[Point-based annotation data]
________________
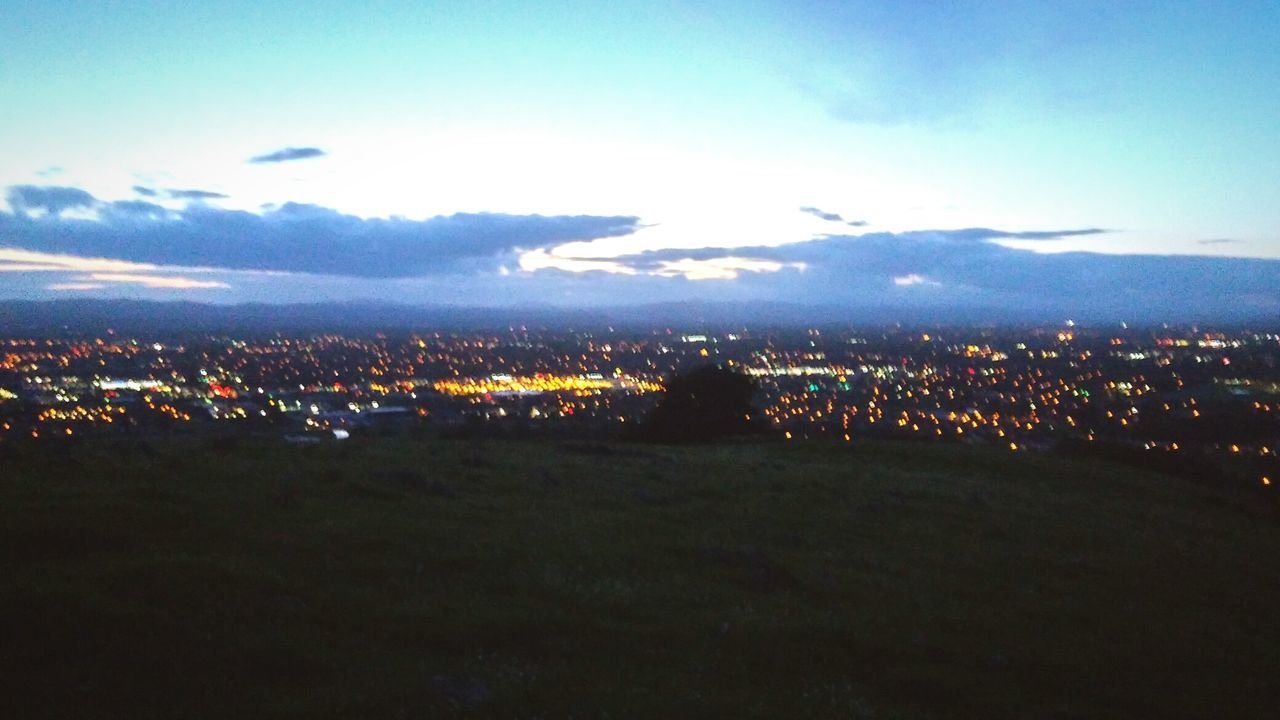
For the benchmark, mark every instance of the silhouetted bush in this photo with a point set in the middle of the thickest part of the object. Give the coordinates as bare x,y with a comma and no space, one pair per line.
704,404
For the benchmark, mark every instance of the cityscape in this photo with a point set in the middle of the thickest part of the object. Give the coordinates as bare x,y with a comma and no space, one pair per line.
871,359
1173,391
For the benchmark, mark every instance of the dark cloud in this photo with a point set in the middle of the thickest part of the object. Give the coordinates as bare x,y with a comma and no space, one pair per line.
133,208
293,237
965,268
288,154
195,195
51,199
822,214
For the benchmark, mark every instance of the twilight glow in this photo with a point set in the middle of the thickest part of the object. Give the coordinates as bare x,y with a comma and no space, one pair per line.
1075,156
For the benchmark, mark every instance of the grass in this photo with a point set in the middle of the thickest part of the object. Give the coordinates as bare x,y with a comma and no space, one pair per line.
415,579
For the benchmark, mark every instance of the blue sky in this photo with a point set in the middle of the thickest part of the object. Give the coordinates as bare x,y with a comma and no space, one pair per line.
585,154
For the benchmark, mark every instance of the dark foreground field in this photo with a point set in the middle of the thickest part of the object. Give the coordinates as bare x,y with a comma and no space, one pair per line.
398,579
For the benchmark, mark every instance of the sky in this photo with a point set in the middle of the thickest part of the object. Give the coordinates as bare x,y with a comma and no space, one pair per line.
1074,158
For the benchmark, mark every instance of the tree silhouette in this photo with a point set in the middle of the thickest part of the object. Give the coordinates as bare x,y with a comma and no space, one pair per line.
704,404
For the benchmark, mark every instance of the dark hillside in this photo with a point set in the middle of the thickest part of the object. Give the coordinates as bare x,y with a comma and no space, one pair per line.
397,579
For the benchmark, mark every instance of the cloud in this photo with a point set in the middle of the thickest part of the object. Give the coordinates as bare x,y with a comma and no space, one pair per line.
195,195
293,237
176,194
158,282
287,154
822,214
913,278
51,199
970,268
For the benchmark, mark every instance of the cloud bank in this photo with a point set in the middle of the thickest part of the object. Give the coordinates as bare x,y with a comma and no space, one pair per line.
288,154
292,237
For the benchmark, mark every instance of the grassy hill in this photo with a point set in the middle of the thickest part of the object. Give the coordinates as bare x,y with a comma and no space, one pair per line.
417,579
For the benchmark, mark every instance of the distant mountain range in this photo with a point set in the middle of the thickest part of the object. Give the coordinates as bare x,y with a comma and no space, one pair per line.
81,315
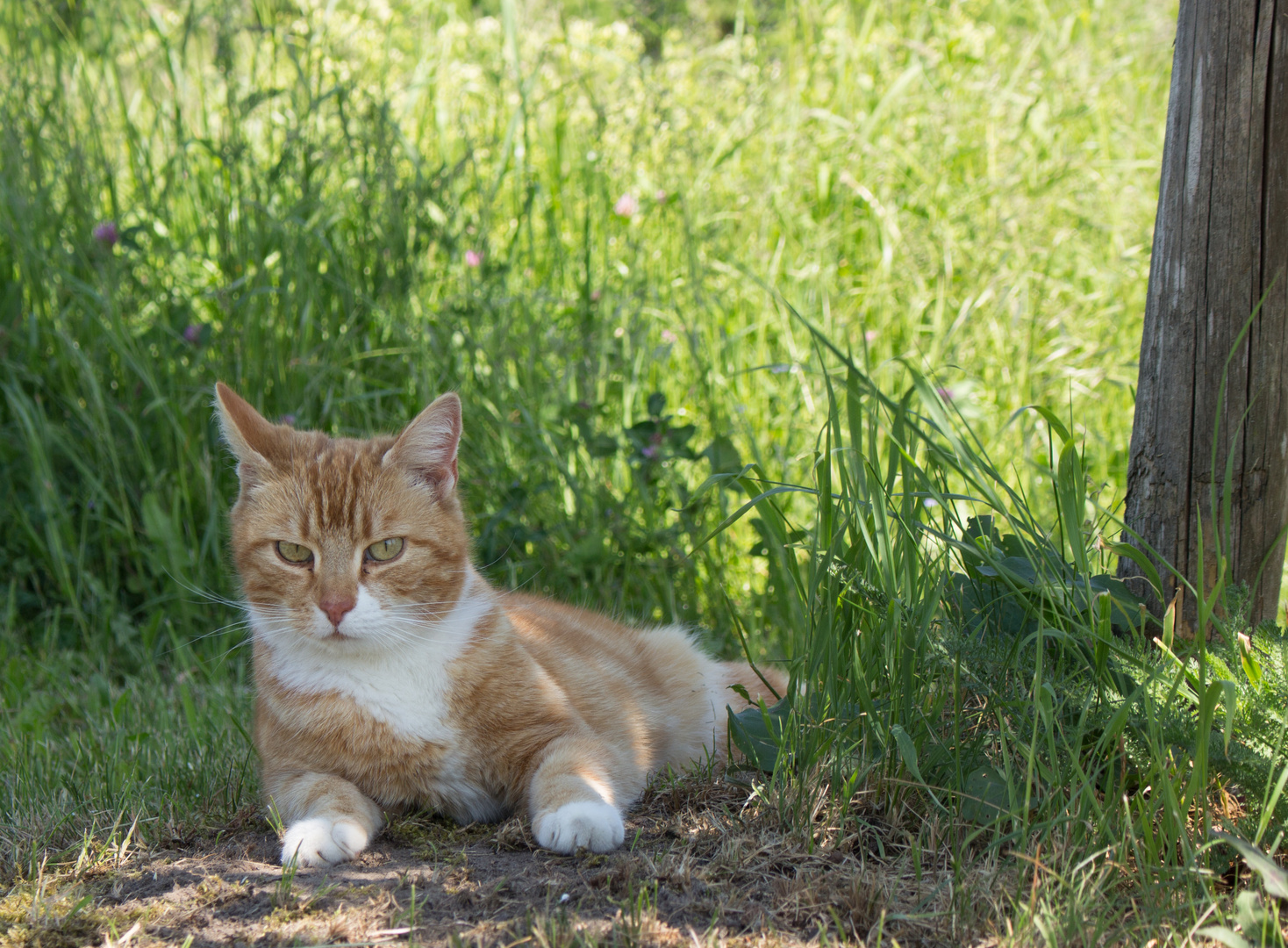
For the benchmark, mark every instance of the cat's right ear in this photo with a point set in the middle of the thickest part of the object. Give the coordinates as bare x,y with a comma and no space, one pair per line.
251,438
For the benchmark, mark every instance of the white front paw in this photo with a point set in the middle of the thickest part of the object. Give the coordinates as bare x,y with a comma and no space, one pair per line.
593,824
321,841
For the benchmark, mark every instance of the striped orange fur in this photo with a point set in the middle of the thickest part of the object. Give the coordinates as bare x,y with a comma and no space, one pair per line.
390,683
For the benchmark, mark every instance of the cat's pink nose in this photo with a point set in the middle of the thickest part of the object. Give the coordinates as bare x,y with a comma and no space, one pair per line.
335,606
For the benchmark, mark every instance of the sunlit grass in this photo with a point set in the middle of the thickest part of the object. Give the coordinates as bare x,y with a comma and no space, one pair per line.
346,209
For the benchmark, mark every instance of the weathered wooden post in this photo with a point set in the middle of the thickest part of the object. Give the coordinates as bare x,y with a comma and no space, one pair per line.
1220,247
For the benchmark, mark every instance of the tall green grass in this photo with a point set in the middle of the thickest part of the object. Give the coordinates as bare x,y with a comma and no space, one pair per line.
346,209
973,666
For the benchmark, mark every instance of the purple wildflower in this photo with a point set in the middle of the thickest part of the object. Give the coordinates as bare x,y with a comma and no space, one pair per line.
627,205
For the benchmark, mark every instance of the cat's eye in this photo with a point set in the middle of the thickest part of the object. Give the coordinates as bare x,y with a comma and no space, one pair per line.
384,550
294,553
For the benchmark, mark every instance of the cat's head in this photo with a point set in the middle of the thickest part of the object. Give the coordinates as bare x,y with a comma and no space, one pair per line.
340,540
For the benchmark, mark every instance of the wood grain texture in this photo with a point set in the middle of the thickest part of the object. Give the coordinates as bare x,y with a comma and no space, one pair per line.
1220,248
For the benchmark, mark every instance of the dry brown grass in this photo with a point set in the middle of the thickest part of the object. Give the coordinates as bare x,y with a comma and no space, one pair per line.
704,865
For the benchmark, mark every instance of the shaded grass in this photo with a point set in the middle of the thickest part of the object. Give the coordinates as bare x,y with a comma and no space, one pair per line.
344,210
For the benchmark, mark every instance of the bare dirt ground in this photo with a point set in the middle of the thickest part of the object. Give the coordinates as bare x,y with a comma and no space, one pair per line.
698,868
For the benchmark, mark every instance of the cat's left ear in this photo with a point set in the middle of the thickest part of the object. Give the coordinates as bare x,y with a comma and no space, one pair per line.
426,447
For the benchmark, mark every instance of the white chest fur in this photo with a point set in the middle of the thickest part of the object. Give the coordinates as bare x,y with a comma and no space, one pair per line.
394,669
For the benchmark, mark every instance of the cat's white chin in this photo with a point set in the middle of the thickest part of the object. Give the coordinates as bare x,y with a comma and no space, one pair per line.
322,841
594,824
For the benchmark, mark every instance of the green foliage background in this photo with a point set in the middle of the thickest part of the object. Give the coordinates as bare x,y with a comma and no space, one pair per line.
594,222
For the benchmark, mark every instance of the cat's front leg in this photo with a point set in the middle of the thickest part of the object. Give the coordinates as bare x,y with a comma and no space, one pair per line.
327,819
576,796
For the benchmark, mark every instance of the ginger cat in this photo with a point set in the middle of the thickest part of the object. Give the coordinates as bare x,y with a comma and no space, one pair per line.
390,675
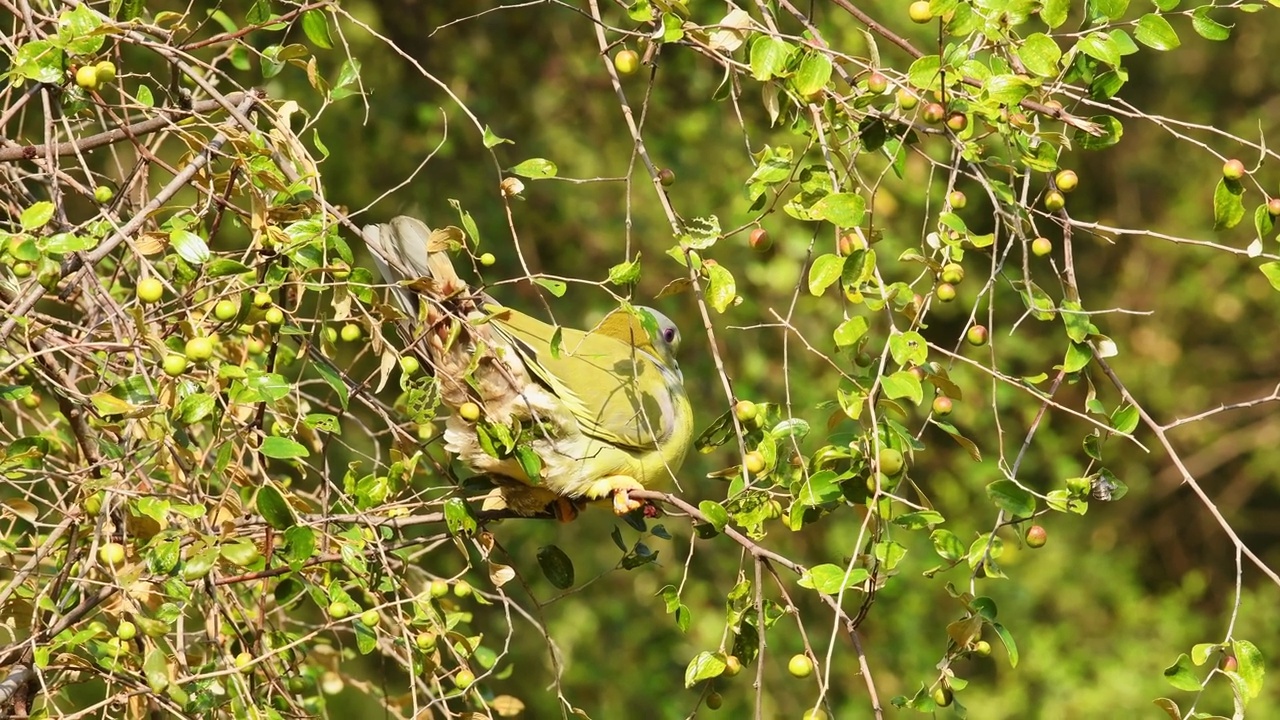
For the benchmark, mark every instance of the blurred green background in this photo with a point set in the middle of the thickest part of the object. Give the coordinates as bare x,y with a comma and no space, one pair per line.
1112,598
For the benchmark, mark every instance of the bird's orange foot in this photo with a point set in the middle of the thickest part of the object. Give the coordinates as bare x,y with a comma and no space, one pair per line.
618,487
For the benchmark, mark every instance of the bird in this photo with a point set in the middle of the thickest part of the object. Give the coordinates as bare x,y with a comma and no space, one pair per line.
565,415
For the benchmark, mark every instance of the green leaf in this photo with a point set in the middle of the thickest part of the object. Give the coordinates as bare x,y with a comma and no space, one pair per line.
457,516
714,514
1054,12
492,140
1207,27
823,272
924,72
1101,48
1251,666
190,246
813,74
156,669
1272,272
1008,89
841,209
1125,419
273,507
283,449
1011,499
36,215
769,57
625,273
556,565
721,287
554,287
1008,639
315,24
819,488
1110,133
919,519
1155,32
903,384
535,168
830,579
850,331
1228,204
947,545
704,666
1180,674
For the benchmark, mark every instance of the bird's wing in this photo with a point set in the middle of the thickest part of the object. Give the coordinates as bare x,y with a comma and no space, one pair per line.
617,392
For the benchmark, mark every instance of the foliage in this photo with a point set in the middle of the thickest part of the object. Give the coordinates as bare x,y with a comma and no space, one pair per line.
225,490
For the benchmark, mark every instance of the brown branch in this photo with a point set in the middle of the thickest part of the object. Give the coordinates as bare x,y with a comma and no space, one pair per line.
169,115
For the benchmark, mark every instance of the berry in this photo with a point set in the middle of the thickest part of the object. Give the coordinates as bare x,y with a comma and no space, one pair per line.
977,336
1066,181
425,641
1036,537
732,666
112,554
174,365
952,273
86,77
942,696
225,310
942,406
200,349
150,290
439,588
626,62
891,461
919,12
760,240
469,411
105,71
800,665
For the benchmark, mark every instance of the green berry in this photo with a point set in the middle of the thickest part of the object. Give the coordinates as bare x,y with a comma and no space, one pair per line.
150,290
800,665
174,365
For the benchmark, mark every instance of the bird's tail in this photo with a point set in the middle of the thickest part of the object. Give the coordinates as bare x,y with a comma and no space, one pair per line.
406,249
________________
→ **Task to complete**
Each line from the one containing "For the benchmark, mark every instance of the bird's wing" to the final line of the entries above must be returned exactly, and no other line may appear.

→ **Task answer**
For the benchmark, mark every instance of the bird's wing in this photo with a point set in the middle of the thickest part of the object. Give the coordinates as bare x,y with a comma and no space, one pair per line.
617,392
For the benchmark, mark every instance of the foliage in this photo with a point set in the middle of the thickest part of the object. Give the coordinates as bare x,y with a comma and no space, one pair per line.
225,490
For the benchmark, mark every instance of the brown branch in this photo with a point set in the middle of the thickest part of the object. Give the coordinates as bare x,y with a comma and no space, one pair per line.
169,115
For the benchmark, mark every instance of the berry in this photo with a point set in the middle of the thickest part of the object. Give the coordinates as bare x,y with a comma and no space, one pair per line.
977,336
1066,181
425,641
1036,537
732,666
112,554
174,365
952,273
86,77
942,696
225,310
942,406
200,349
150,290
439,588
626,62
891,461
919,12
760,240
469,411
105,71
800,665
For the benchmark, mark every instance of the green berry in this photo with a point set in the middle of the thickest part of the object. Give the coordinates as bare x,y with a comma and no space, one pair per line.
150,290
800,665
174,365
For the benchmark, mark every instance of the bird's tail in this photo with a point set in the middle of the thickest part of the object. Give the coordinates as bare x,y with a comma and no space, one pair per line.
406,249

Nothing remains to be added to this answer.